■ EXERCISE BRIEF
Restate word for word the line containing "Give the mask" and every following line in the material below, up to and including the last one.

■ EXCERPTED DATA
┏━━

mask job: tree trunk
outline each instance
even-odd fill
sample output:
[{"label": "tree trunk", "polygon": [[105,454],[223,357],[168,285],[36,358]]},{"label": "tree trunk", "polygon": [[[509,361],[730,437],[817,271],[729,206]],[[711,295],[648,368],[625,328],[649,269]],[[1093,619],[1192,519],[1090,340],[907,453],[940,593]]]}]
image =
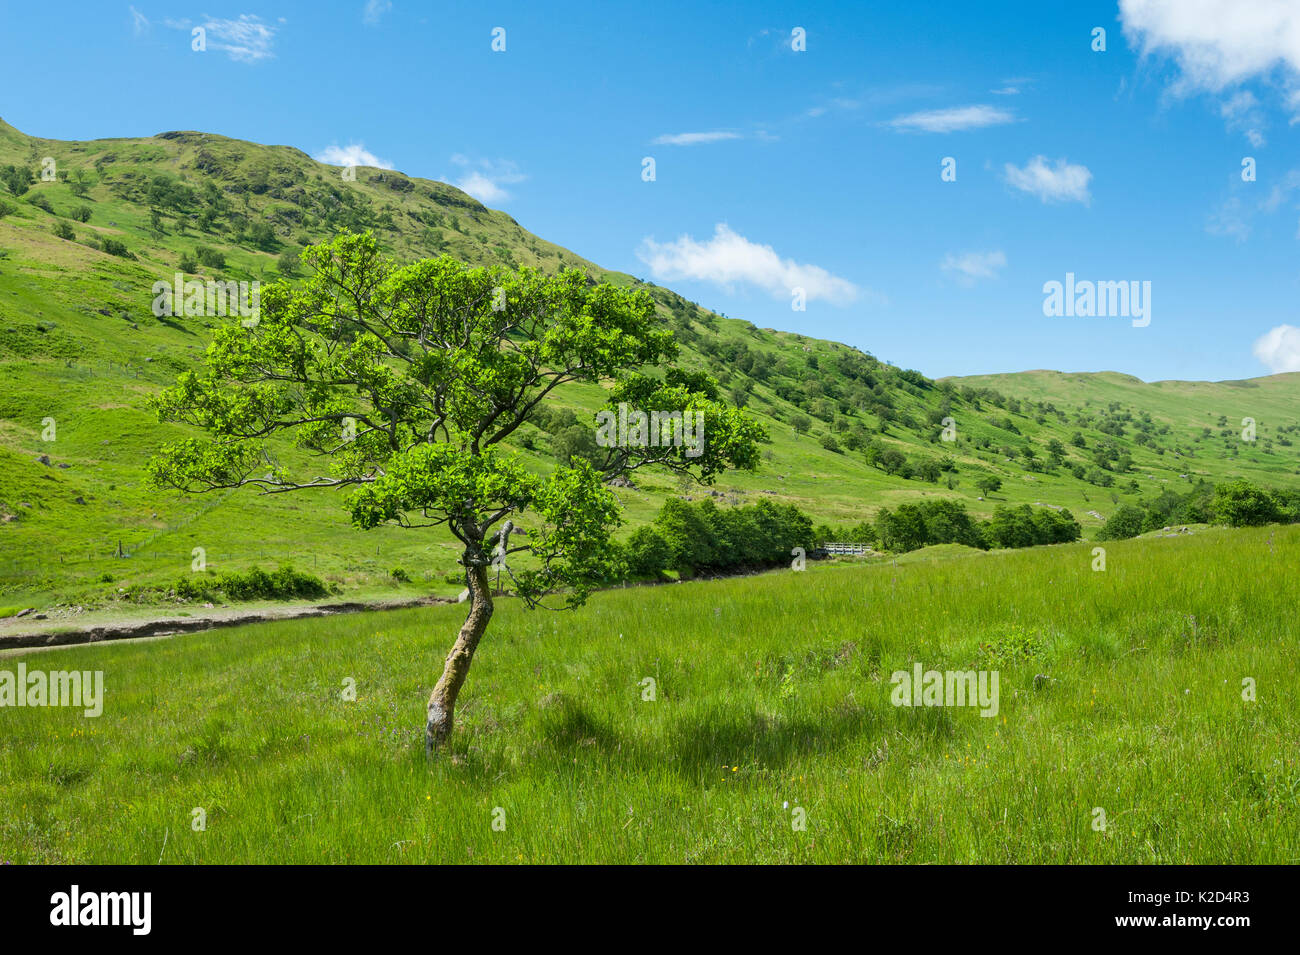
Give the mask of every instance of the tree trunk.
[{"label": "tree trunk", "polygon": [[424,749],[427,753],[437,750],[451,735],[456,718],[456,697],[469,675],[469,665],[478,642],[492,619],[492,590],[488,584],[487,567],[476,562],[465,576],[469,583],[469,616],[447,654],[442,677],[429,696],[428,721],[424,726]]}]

┗━━

■ RESPONSE BELOW
Give the mask of every instance of the tree trunk.
[{"label": "tree trunk", "polygon": [[424,749],[427,753],[437,750],[451,735],[456,718],[456,697],[469,675],[469,665],[478,642],[492,619],[492,590],[488,584],[487,567],[476,562],[465,576],[469,583],[469,616],[447,654],[442,677],[429,696],[428,721],[424,726]]}]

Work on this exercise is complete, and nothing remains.